_Records provided_:

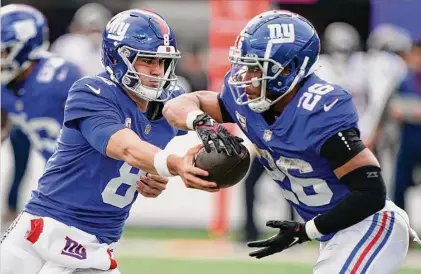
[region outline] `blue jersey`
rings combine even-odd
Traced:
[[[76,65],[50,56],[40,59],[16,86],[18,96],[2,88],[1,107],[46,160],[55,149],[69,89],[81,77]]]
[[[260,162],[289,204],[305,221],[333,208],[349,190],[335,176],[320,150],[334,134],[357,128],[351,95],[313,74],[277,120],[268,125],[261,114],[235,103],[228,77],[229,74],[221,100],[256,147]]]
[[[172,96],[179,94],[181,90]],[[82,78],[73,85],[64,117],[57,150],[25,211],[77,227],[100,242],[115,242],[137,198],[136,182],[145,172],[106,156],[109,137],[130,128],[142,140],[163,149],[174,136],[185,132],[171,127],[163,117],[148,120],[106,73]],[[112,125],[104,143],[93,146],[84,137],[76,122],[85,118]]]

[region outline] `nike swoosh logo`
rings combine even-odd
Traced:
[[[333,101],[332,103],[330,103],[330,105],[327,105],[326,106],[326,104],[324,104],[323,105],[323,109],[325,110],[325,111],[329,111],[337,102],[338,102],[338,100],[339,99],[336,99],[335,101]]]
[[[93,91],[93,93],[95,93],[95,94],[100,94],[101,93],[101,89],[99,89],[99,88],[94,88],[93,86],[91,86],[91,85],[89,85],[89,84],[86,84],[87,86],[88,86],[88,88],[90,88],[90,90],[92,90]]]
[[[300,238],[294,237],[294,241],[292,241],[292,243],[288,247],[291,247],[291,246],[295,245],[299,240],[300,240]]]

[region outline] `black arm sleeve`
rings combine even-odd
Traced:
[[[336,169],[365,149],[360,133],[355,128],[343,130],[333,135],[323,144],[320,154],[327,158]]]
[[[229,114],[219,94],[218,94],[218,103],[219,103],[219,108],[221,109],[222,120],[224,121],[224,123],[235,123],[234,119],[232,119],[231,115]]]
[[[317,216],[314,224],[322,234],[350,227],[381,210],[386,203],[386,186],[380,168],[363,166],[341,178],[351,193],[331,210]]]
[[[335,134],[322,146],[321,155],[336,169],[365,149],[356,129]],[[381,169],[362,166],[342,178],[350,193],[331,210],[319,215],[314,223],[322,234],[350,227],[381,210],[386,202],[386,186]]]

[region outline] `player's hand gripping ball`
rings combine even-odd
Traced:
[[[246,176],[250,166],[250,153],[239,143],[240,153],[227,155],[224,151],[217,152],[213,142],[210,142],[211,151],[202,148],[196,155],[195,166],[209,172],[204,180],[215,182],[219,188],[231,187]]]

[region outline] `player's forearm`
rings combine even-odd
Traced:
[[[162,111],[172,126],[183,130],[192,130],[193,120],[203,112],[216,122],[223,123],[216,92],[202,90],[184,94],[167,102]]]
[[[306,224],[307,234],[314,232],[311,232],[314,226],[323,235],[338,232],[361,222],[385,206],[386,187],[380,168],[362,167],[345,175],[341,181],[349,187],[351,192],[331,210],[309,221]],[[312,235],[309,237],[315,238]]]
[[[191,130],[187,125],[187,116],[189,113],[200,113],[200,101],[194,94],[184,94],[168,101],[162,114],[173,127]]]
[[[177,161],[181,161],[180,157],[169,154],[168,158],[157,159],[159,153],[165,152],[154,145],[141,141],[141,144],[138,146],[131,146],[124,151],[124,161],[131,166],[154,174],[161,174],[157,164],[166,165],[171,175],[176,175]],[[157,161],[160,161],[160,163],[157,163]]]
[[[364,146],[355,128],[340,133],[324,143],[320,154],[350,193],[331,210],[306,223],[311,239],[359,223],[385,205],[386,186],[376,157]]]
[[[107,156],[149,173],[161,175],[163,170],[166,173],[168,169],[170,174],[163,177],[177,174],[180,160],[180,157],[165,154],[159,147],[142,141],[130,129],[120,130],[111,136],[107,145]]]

_What you will do_: Return the entries above in full and unchanged, omitting every image.

_Your response_:
[region outline] `blue jersey`
rings combine even-odd
Traced:
[[[76,65],[50,56],[40,59],[16,86],[18,96],[2,88],[1,107],[46,160],[55,149],[69,89],[81,77]]]
[[[260,162],[289,204],[305,221],[333,208],[349,190],[335,176],[320,150],[334,134],[357,128],[351,95],[313,74],[277,120],[268,125],[261,114],[235,103],[228,77],[229,74],[221,100],[256,147]]]
[[[172,96],[179,94],[181,90]],[[82,78],[73,85],[64,117],[57,150],[25,211],[77,227],[100,242],[115,242],[137,198],[136,182],[145,172],[106,156],[109,137],[130,128],[142,140],[163,149],[174,136],[185,132],[171,127],[163,117],[148,120],[106,73]],[[112,125],[104,143],[93,146],[84,137],[76,122],[85,118]]]

[region outline] `nike swoosh logo`
rings combine even-odd
Traced:
[[[333,101],[332,103],[330,103],[330,105],[327,105],[326,106],[326,104],[324,104],[323,105],[323,109],[325,110],[325,111],[329,111],[337,102],[338,102],[338,100],[339,99],[336,99],[335,101]]]
[[[93,91],[93,93],[95,93],[95,94],[100,94],[101,93],[101,89],[99,89],[99,88],[94,88],[93,86],[91,86],[91,85],[89,85],[89,84],[86,84],[87,86],[88,86],[88,88],[90,88],[90,90],[92,90]]]
[[[300,238],[294,237],[294,241],[292,241],[292,243],[288,247],[291,247],[291,246],[295,245],[299,240],[300,240]]]

[region outline] `black arm sleeve`
rings combine even-odd
Traced:
[[[336,169],[365,149],[360,133],[355,128],[343,130],[333,135],[323,144],[320,154],[327,158]]]
[[[229,114],[219,94],[218,94],[218,103],[219,103],[219,108],[221,109],[222,120],[224,121],[224,123],[235,123],[234,119],[232,119],[231,115]]]
[[[317,216],[314,224],[322,234],[350,227],[381,210],[386,203],[386,186],[380,168],[363,166],[341,178],[351,193],[331,210]]]
[[[335,134],[322,146],[321,155],[336,169],[365,149],[356,129]],[[381,169],[362,166],[342,178],[350,193],[331,210],[319,215],[314,223],[322,234],[350,227],[381,210],[386,202],[386,186]]]

[region outline] `player's hand gripping ball`
rings combine even-odd
Traced:
[[[246,176],[250,166],[250,153],[239,143],[240,153],[227,155],[224,151],[217,152],[213,142],[210,142],[211,151],[202,148],[196,155],[195,166],[209,172],[204,180],[215,182],[219,188],[231,187]]]

[region outline] `player's forearm`
rings combine even-odd
Traced:
[[[162,111],[172,126],[183,130],[192,130],[193,120],[203,112],[216,122],[223,123],[216,92],[202,90],[184,94],[167,102]]]
[[[306,224],[307,234],[314,232],[311,232],[314,226],[323,235],[338,232],[361,222],[385,206],[386,187],[380,168],[362,167],[345,175],[341,181],[349,187],[351,192],[331,210],[309,221]],[[312,235],[309,237],[315,238]]]
[[[191,130],[187,125],[187,116],[189,113],[200,113],[200,101],[194,94],[184,94],[168,101],[162,114],[173,127]]]
[[[177,161],[181,161],[180,157],[169,154],[168,158],[157,159],[159,153],[165,152],[154,145],[141,141],[141,144],[138,146],[131,146],[124,151],[124,161],[131,166],[154,174],[161,174],[157,164],[166,165],[171,175],[176,175]],[[157,161],[160,161],[160,163],[157,163]]]
[[[364,146],[355,128],[340,133],[324,143],[320,154],[350,193],[331,210],[306,223],[311,239],[359,223],[385,205],[386,186],[376,157]]]
[[[107,156],[149,173],[161,175],[163,170],[166,173],[168,169],[170,174],[163,177],[177,174],[180,160],[180,157],[165,154],[159,147],[142,141],[130,129],[120,130],[111,136],[107,145]]]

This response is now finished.